Published: 2012/09/06
by Philip Wilde

White Denim, Brooklyn Bowl, NY – 8/13-14

In reference to White Denim, the question is not “if” but “when” will you see them perform, if that time has not come and passed for you. Austin, Texas based four-piece recently played a two-night run at Brooklyn Bowl on August 13th & 14th. Much like Brooklyn Bowl in comparison to your standard music venue, White Denim has more to offer than most bands these days, carrying a variety of tricks in their bag. White Denim has an expansive taste, touching on many different flavors of music. If you like refreshing and ridiculously talented musicianship in a jambalaya mixture composed of psychedelic rock, blues, soul, jazz, and experimental rock, then White Denim is calling you through their 70’s pop-rock structures that hint at 30 years of music slammed into one tune.

All four musicians are very talented, bringing their own style and feel to the table. White Denim is composed of singer and guitarist James Petralli, lead guitarist Austin Jenkins, Bassist Steve Terebecki, and drummer Joshua Block. They kicked night one off with lighting bolts coming from every note straight into the riled crowd’s dome-pieces, anxiously anticipating a disgusting show after their Bowery Ballroom appearance back in April. The crowd was not disappointed. They came out with a monster performance, playing both old and new tracks, concentrating on upbeat pieces to kick off the set, filling the room with electricity right off the bat. The performance was a blast, and set the pace for a great follow up show. Before the second show I had the opportunity to speak with James Petralli, lead singer and guitarist of White Denim. Friends at Triple Down Records and myself, attempted to pick his brain on what to expect after the insanely energetic night one. He surprised us by saying they were approaching the show with a much more open-minded structure to expand on their already experimentally intuitive style of song writing. Basically, “we are going to jam a heck of a lot,” Petralli states.

> **Records provided**
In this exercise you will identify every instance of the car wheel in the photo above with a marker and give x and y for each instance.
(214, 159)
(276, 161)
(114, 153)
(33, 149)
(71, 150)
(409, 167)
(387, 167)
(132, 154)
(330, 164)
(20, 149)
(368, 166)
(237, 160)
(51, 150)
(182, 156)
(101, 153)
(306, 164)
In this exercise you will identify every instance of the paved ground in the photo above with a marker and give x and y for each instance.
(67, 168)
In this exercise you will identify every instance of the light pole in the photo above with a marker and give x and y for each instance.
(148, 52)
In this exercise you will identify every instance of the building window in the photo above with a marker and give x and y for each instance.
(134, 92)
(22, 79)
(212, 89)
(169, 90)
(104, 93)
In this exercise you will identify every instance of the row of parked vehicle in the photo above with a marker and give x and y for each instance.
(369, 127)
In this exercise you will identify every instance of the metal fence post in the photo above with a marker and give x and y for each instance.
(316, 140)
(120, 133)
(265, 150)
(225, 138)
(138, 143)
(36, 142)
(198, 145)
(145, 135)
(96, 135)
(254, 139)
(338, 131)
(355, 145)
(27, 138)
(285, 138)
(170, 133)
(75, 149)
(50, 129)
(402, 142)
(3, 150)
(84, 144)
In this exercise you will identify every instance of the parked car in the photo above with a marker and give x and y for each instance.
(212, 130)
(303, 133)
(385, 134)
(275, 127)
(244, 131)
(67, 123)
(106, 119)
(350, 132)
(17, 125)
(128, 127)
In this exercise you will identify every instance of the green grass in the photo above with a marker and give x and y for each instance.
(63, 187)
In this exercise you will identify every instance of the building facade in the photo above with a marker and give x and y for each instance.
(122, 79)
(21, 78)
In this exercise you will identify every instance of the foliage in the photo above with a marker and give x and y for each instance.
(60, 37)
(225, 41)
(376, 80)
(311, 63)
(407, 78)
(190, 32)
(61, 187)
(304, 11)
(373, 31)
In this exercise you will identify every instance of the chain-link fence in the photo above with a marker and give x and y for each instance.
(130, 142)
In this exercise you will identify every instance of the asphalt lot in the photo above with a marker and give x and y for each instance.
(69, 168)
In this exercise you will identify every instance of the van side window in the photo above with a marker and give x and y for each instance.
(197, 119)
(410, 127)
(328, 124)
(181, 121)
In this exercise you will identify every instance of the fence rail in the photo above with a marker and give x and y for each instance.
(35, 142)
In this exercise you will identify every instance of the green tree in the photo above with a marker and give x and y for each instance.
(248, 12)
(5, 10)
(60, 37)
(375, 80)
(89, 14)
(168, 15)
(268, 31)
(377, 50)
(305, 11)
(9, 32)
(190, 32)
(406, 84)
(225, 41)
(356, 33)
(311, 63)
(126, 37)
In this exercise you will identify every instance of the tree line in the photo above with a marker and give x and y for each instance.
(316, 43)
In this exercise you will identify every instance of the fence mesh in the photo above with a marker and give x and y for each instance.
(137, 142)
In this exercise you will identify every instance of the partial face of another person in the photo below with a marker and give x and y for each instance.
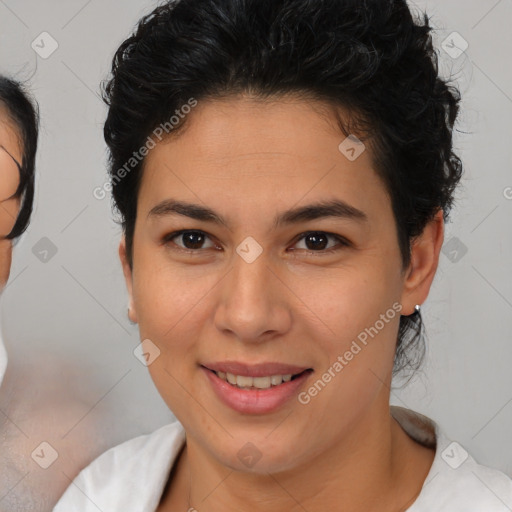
(11, 154)
(262, 286)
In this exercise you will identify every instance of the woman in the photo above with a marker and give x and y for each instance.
(283, 170)
(18, 146)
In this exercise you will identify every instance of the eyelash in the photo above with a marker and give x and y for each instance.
(342, 242)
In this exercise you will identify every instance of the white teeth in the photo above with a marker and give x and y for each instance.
(244, 382)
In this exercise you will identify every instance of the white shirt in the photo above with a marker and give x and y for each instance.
(131, 477)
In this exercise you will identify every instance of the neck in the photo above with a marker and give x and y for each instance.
(364, 471)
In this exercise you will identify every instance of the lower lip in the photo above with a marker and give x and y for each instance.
(255, 401)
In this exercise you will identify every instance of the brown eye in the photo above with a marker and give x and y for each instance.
(189, 240)
(318, 241)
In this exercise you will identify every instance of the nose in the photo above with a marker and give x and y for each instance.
(254, 303)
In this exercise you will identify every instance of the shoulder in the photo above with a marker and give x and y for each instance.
(456, 482)
(130, 476)
(461, 483)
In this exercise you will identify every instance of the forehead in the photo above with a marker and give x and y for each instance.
(240, 152)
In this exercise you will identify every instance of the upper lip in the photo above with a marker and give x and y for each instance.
(255, 370)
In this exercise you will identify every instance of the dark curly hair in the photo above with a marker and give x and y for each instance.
(23, 113)
(369, 57)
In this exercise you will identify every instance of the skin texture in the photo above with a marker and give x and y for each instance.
(250, 160)
(9, 180)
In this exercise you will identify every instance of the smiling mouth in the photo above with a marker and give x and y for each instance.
(256, 383)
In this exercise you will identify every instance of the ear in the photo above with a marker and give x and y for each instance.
(128, 277)
(419, 275)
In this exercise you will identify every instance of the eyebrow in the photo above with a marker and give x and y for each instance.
(334, 208)
(15, 161)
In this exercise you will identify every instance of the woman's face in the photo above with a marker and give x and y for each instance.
(9, 181)
(253, 291)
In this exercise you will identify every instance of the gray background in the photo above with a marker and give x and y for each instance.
(64, 319)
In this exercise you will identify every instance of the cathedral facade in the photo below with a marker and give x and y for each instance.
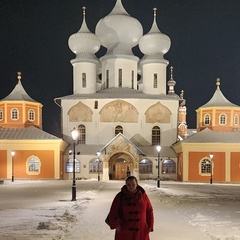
(120, 105)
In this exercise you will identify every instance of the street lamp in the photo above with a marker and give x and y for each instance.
(158, 179)
(74, 134)
(211, 157)
(12, 153)
(98, 154)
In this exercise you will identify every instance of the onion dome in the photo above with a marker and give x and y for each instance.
(84, 43)
(171, 83)
(182, 102)
(118, 31)
(155, 42)
(18, 93)
(218, 99)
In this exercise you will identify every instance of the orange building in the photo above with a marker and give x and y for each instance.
(26, 151)
(213, 153)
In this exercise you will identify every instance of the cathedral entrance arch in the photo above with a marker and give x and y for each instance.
(120, 164)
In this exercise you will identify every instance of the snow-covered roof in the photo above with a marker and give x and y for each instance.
(18, 93)
(29, 133)
(218, 99)
(117, 93)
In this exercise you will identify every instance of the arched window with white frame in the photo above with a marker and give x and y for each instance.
(14, 114)
(33, 165)
(31, 115)
(69, 165)
(156, 135)
(1, 114)
(168, 166)
(82, 134)
(222, 119)
(118, 129)
(95, 165)
(206, 166)
(207, 119)
(236, 119)
(145, 166)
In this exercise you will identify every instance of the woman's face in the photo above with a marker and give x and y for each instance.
(131, 185)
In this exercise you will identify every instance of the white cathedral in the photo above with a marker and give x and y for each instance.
(122, 106)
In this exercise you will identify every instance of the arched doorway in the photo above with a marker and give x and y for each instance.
(119, 165)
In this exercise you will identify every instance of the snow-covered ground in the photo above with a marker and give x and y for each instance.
(34, 210)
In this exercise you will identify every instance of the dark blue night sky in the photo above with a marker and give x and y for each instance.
(205, 44)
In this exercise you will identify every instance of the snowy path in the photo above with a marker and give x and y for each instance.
(43, 210)
(169, 225)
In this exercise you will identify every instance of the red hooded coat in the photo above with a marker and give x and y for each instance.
(134, 212)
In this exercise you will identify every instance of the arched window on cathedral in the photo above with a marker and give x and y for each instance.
(14, 114)
(132, 79)
(94, 164)
(118, 129)
(207, 119)
(82, 134)
(69, 165)
(236, 119)
(33, 165)
(156, 134)
(206, 166)
(222, 119)
(107, 79)
(145, 166)
(119, 77)
(31, 115)
(155, 80)
(84, 80)
(168, 166)
(1, 114)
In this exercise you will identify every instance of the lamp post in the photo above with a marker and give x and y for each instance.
(74, 134)
(158, 179)
(12, 153)
(98, 154)
(211, 157)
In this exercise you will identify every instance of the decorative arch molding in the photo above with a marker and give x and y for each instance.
(158, 113)
(119, 111)
(80, 112)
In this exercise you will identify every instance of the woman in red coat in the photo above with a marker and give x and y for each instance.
(131, 213)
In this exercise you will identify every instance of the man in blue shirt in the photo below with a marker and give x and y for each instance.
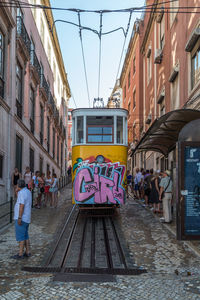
(22, 217)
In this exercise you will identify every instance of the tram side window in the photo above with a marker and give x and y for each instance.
(99, 129)
(79, 136)
(119, 130)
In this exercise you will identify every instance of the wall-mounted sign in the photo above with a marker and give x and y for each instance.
(188, 200)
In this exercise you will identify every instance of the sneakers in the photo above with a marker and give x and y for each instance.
(17, 256)
(26, 255)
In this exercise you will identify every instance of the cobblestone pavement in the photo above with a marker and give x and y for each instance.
(173, 270)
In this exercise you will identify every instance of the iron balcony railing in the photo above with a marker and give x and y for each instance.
(35, 63)
(44, 84)
(21, 31)
(1, 88)
(19, 109)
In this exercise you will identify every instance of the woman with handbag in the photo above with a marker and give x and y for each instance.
(54, 191)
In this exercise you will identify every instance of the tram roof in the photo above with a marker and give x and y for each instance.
(100, 111)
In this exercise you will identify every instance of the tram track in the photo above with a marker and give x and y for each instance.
(88, 245)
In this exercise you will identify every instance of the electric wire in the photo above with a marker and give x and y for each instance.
(83, 55)
(100, 33)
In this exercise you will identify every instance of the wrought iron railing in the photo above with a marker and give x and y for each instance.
(19, 109)
(21, 31)
(44, 84)
(1, 88)
(35, 62)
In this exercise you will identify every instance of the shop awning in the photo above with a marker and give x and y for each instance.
(163, 133)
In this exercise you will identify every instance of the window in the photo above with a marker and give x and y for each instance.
(58, 150)
(54, 136)
(125, 91)
(175, 102)
(19, 73)
(134, 100)
(100, 129)
(42, 31)
(129, 79)
(162, 108)
(18, 153)
(162, 32)
(134, 67)
(48, 168)
(174, 6)
(1, 65)
(32, 110)
(195, 67)
(79, 137)
(41, 165)
(41, 124)
(119, 130)
(31, 159)
(1, 166)
(48, 134)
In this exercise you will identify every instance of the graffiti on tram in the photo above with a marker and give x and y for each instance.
(98, 180)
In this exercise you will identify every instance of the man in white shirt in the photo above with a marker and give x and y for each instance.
(22, 217)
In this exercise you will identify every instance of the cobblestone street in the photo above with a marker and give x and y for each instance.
(173, 269)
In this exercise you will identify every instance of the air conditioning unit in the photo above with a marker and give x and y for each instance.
(158, 56)
(149, 118)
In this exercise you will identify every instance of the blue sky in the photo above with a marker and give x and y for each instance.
(111, 46)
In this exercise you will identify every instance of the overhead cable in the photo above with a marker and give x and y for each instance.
(84, 64)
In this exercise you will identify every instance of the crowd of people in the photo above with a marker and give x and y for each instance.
(154, 189)
(44, 188)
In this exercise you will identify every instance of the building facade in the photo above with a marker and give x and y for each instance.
(169, 56)
(33, 100)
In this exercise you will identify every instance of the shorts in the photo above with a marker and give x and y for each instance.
(46, 188)
(21, 231)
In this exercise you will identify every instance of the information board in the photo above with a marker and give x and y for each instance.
(188, 202)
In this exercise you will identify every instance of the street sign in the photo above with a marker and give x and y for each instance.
(188, 197)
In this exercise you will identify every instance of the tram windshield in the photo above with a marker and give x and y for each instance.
(100, 129)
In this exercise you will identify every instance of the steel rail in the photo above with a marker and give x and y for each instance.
(107, 245)
(59, 238)
(117, 241)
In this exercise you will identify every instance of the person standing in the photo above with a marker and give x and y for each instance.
(54, 191)
(166, 188)
(28, 178)
(22, 217)
(15, 177)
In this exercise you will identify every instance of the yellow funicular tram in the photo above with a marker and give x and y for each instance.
(99, 156)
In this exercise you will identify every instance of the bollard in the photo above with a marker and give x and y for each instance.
(11, 206)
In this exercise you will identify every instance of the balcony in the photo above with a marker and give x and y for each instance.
(19, 109)
(32, 126)
(1, 88)
(35, 65)
(44, 86)
(23, 38)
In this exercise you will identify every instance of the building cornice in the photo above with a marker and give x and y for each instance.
(56, 45)
(21, 124)
(131, 46)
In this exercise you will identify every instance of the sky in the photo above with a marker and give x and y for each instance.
(111, 49)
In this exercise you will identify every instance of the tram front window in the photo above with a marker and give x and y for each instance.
(100, 129)
(79, 136)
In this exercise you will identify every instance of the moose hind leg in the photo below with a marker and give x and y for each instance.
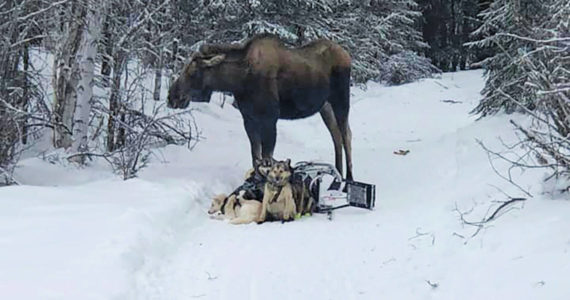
(252, 130)
(268, 137)
(340, 102)
(328, 117)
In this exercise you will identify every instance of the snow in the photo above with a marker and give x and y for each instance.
(69, 233)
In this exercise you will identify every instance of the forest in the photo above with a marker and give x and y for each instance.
(91, 75)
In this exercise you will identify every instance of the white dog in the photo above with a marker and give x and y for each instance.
(235, 209)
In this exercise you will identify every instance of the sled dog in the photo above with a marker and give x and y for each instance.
(278, 202)
(235, 208)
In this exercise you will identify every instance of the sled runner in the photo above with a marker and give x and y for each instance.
(340, 193)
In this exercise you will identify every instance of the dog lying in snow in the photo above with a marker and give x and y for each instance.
(243, 205)
(270, 192)
(278, 202)
(235, 208)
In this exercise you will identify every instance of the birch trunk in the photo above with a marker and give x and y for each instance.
(66, 80)
(86, 58)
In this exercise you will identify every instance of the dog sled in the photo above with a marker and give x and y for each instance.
(340, 193)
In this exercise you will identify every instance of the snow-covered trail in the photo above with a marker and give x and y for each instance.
(150, 238)
(379, 254)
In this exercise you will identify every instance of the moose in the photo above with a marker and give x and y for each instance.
(271, 81)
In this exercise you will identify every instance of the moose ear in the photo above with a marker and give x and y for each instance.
(214, 60)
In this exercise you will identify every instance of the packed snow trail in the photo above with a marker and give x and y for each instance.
(150, 238)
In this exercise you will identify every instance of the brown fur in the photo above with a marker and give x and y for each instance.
(271, 81)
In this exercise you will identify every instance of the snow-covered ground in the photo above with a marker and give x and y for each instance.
(69, 233)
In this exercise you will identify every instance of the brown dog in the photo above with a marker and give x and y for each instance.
(278, 201)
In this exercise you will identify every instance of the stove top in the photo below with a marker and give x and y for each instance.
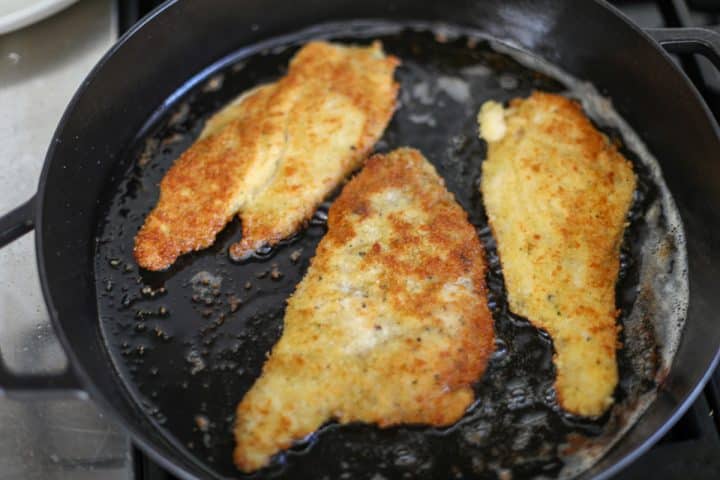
(37, 447)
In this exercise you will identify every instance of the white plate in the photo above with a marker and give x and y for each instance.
(16, 14)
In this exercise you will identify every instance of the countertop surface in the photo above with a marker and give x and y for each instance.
(41, 66)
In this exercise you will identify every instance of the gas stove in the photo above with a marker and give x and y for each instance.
(63, 439)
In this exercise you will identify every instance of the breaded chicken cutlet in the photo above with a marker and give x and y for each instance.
(390, 324)
(557, 194)
(273, 154)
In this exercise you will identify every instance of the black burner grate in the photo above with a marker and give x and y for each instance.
(691, 449)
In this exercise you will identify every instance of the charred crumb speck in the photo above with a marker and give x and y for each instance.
(295, 255)
(275, 272)
(235, 303)
(202, 423)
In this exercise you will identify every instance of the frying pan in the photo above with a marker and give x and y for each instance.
(150, 93)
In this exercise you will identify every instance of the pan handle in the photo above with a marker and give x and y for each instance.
(703, 41)
(12, 226)
(18, 222)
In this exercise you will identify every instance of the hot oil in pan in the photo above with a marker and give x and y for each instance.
(192, 340)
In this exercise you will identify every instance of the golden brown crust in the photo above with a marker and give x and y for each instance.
(390, 324)
(557, 193)
(348, 99)
(273, 154)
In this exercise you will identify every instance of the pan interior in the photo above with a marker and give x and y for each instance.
(189, 342)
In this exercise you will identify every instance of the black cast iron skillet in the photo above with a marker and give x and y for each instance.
(147, 98)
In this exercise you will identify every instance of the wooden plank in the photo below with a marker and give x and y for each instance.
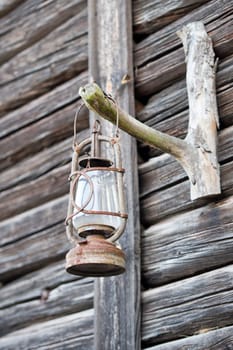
(58, 57)
(184, 308)
(160, 43)
(207, 339)
(70, 332)
(33, 252)
(33, 221)
(117, 299)
(32, 285)
(42, 107)
(33, 167)
(21, 30)
(41, 134)
(149, 16)
(65, 299)
(164, 171)
(188, 243)
(169, 66)
(176, 199)
(35, 192)
(8, 5)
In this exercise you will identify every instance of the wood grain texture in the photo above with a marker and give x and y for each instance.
(25, 255)
(58, 57)
(163, 62)
(149, 16)
(117, 299)
(185, 308)
(70, 332)
(31, 286)
(41, 107)
(207, 339)
(64, 299)
(188, 243)
(20, 23)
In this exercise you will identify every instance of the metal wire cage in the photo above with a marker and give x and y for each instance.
(96, 211)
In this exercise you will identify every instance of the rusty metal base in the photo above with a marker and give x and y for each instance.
(95, 257)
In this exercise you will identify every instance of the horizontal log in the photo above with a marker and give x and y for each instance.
(208, 339)
(41, 134)
(33, 252)
(32, 285)
(69, 332)
(36, 192)
(176, 199)
(49, 103)
(21, 30)
(188, 243)
(33, 167)
(8, 5)
(184, 308)
(33, 221)
(149, 16)
(163, 171)
(58, 57)
(61, 301)
(163, 63)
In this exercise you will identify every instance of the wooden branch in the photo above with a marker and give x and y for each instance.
(197, 154)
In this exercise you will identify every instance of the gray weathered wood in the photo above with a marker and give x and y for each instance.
(188, 243)
(64, 299)
(159, 72)
(117, 299)
(31, 286)
(185, 308)
(149, 16)
(43, 106)
(207, 339)
(41, 134)
(33, 221)
(163, 171)
(33, 252)
(58, 57)
(35, 192)
(21, 29)
(175, 199)
(70, 332)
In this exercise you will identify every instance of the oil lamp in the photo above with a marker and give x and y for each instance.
(96, 212)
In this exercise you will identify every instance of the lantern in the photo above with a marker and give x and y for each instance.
(96, 213)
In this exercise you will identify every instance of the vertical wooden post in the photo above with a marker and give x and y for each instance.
(117, 299)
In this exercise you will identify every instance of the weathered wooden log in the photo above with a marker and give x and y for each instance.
(59, 333)
(31, 286)
(65, 299)
(207, 339)
(39, 135)
(49, 103)
(198, 153)
(204, 301)
(149, 16)
(8, 5)
(58, 57)
(33, 252)
(188, 243)
(32, 168)
(33, 221)
(163, 171)
(153, 74)
(35, 192)
(21, 31)
(175, 199)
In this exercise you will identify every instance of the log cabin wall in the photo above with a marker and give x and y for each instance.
(187, 289)
(44, 60)
(187, 271)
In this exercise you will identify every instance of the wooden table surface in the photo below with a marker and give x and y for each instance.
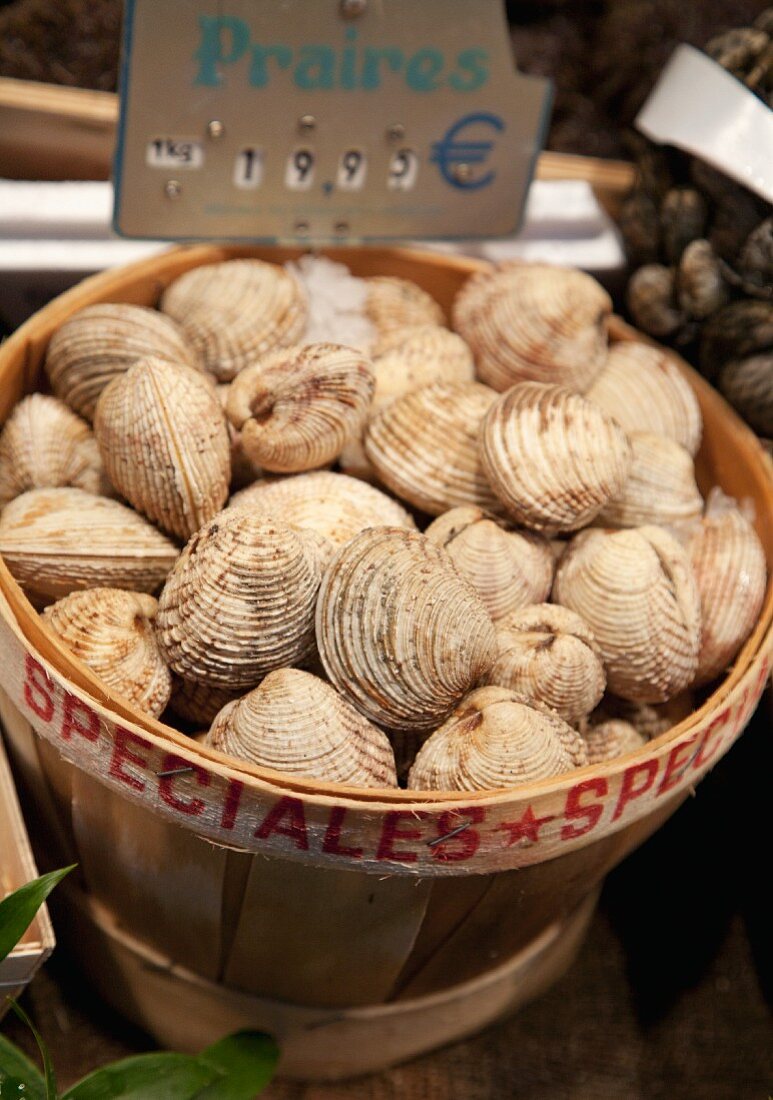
(670, 998)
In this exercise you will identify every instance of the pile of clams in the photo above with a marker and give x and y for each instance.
(521, 579)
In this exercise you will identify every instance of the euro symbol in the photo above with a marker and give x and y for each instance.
(449, 154)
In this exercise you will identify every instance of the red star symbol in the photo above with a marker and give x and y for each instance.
(527, 828)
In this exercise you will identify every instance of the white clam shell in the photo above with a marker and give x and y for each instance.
(61, 540)
(299, 725)
(297, 407)
(534, 322)
(660, 488)
(553, 458)
(232, 312)
(100, 342)
(164, 441)
(496, 738)
(398, 631)
(423, 447)
(111, 630)
(549, 655)
(643, 389)
(240, 602)
(44, 444)
(508, 569)
(636, 591)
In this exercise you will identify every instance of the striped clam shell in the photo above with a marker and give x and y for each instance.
(636, 591)
(100, 342)
(111, 630)
(240, 601)
(234, 311)
(61, 540)
(299, 725)
(508, 569)
(398, 631)
(334, 505)
(424, 448)
(165, 446)
(729, 567)
(496, 738)
(297, 407)
(660, 488)
(534, 322)
(643, 389)
(44, 444)
(549, 653)
(553, 458)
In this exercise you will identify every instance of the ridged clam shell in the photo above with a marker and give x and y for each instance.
(553, 458)
(61, 540)
(729, 567)
(335, 506)
(234, 311)
(643, 389)
(44, 444)
(636, 591)
(100, 342)
(395, 304)
(297, 408)
(299, 725)
(398, 631)
(111, 630)
(240, 602)
(534, 322)
(610, 739)
(549, 653)
(660, 487)
(496, 738)
(508, 569)
(424, 449)
(165, 446)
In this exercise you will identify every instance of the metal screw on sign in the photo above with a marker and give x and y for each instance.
(352, 9)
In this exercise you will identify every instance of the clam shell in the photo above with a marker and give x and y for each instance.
(100, 342)
(553, 458)
(660, 487)
(636, 591)
(45, 446)
(395, 304)
(550, 656)
(335, 506)
(61, 540)
(534, 322)
(507, 569)
(232, 312)
(299, 725)
(297, 408)
(424, 449)
(729, 567)
(111, 630)
(644, 391)
(610, 739)
(398, 631)
(164, 441)
(496, 738)
(240, 602)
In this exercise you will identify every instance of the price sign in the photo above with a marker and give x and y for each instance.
(323, 120)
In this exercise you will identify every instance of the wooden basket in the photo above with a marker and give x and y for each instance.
(285, 893)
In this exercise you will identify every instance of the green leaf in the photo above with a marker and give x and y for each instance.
(145, 1077)
(48, 1076)
(19, 1078)
(18, 911)
(246, 1062)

> **Your instructions**
Resume the White Denim concert review, starting right after its final sentence. The listing comes from a different source than the White Denim concert review.

> **Answer to this problem**
In this day and age it seems bands focus entirely on their albums, hiding behind studio walls, thus allowing over-production to grasp the listeners’ ears. White Denim proves that their live performances carry the heavy hand of Thor, dropping big hitters one after another, only louder and faster, and with more enthusiasm than the studio version. Some tracks that stuck out were “Burnished,” which took the champion status for me as they played it at an incredible rate, and basically boxed my ears with intense rhythms and fluid changes. On the slower side, “Street Joy” carried much more beauty and emotional depth than the album version, and “Drug,” which became an extended experimental jam that amazed even the most avid listener. Don’t get me wrong, they will also rock your face off with their studio albums which include but are not limited to; Workout Holiday (2008), Exposion (2008), Fits (2009), Last Day of Summer (2010 & 2011), and D (2011). My personal favorite being D, as it feels like I’m listening to the Allman Brothers with Tim Buckley singing on top of a freight train.